| Stored data |
--

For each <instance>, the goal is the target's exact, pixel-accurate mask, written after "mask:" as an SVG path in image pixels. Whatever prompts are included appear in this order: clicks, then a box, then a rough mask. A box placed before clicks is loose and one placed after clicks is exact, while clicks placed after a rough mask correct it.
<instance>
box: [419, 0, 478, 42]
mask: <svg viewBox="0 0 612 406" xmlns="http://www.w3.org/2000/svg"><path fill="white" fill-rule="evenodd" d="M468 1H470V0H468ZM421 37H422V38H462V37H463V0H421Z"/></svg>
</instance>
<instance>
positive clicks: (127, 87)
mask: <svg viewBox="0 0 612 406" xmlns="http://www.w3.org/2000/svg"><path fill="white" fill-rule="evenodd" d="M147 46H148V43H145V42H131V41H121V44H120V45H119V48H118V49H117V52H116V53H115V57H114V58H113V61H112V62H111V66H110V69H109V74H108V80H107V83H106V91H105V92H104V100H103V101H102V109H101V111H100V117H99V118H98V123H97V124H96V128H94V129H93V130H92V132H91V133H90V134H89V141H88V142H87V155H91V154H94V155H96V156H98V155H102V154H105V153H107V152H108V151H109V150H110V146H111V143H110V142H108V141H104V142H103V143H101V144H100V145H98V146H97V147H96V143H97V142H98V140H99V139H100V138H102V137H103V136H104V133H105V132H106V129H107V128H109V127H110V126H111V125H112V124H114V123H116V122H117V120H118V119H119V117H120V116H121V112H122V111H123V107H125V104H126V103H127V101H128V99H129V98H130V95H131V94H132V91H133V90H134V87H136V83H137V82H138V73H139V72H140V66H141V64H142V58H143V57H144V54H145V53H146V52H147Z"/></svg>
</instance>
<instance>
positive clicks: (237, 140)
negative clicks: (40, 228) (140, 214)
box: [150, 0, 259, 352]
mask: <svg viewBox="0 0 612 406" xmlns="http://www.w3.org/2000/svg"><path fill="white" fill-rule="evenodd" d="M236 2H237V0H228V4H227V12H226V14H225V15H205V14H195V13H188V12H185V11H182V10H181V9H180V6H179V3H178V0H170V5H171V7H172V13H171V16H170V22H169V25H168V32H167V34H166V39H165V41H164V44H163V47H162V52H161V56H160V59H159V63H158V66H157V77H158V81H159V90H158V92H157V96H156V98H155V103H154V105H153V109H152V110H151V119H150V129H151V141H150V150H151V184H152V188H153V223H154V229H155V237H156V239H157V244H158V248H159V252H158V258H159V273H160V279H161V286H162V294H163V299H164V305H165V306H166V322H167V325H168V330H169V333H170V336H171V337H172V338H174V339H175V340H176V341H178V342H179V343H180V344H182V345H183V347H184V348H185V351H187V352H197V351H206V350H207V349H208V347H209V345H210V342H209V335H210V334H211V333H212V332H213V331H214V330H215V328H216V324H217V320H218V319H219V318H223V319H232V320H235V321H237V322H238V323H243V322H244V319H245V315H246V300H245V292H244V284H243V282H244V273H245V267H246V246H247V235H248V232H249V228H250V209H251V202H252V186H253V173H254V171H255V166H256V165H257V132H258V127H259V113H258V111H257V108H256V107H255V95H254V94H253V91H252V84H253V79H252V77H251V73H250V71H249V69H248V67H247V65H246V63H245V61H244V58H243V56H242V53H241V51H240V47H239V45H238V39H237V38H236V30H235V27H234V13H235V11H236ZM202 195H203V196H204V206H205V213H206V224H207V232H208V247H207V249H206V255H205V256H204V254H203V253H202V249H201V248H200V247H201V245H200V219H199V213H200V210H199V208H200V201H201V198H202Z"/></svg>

--

| Problem details |
Copy the listing in full. Match it word for word.

| Task output |
For each <instance>, the goal is the target's exact, pixel-accurate mask, written after "mask:" as an SVG path in image pixels. Whatever prompts are included appear in this order: clicks, then a box, then a rough mask. A box placed before clicks is loose and one placed after clicks is exact, while clicks placed after a rough mask correct it.
<instance>
box: [419, 0, 478, 42]
mask: <svg viewBox="0 0 612 406" xmlns="http://www.w3.org/2000/svg"><path fill="white" fill-rule="evenodd" d="M468 1H470V0H468ZM421 37H422V38H462V37H463V0H421Z"/></svg>
</instance>
<instance>
positive clicks: (127, 87)
mask: <svg viewBox="0 0 612 406" xmlns="http://www.w3.org/2000/svg"><path fill="white" fill-rule="evenodd" d="M147 46H148V43H145V42H131V41H121V44H120V45H119V48H118V49H117V52H116V53H115V57H114V58H113V61H112V62H111V66H110V69H109V74H108V80H107V83H106V91H105V92H104V100H103V101H102V109H101V111H100V117H99V118H98V123H97V124H96V128H94V129H93V130H92V132H91V133H90V134H89V141H88V142H87V155H91V154H94V155H96V156H98V155H102V154H105V153H107V152H108V151H109V150H110V146H111V143H110V142H108V141H104V142H103V143H101V144H100V145H98V146H97V147H96V143H97V142H98V140H99V139H100V138H102V137H103V136H104V133H105V132H106V129H107V128H109V127H110V126H111V125H112V124H114V123H116V122H117V120H118V119H119V117H120V116H121V112H122V111H123V107H125V104H126V103H127V101H128V99H129V98H130V95H131V94H132V91H133V90H134V87H136V83H137V82H138V73H139V72H140V66H141V64H142V58H143V57H144V54H145V53H146V52H147Z"/></svg>
</instance>
<instance>
positive clicks: (237, 140)
negative clicks: (40, 228) (140, 214)
box: [150, 0, 259, 352]
mask: <svg viewBox="0 0 612 406" xmlns="http://www.w3.org/2000/svg"><path fill="white" fill-rule="evenodd" d="M236 2H237V0H228V4H227V12H226V14H225V15H205V14H195V13H188V12H185V11H182V10H181V9H180V6H179V3H178V0H170V5H171V7H172V13H171V16H170V22H169V25H168V32H167V34H166V39H165V41H164V44H163V47H162V52H161V56H160V59H159V63H158V66H157V77H158V81H159V90H158V92H157V96H156V98H155V103H154V105H153V109H152V110H151V119H150V129H151V141H150V150H151V184H152V188H153V223H154V229H155V237H156V239H157V244H158V248H159V252H158V258H159V273H160V279H161V286H162V294H163V299H164V305H165V306H166V322H167V325H168V330H169V333H170V336H171V337H172V338H174V339H175V340H176V341H178V342H179V343H180V344H182V345H183V347H184V348H185V351H187V352H197V351H206V350H207V349H208V347H209V345H210V342H209V335H210V334H211V333H212V332H213V331H214V330H215V328H216V324H217V320H218V319H219V318H223V319H232V320H235V321H237V322H238V323H243V322H244V319H245V315H246V300H245V292H244V284H243V282H244V273H245V267H246V246H247V235H248V232H249V228H250V209H251V202H252V186H253V173H254V171H255V166H256V165H257V132H258V127H259V113H258V111H257V108H256V107H255V95H254V94H253V91H252V84H253V79H252V77H251V73H250V71H249V69H248V67H247V65H246V63H245V61H244V58H243V56H242V53H241V51H240V47H239V45H238V39H237V38H236V30H235V27H234V13H235V11H236ZM202 195H203V196H204V206H205V213H206V224H207V232H208V247H207V249H206V255H205V256H204V254H203V253H202V249H201V248H200V247H201V245H200V219H199V213H200V210H199V208H200V201H201V198H202Z"/></svg>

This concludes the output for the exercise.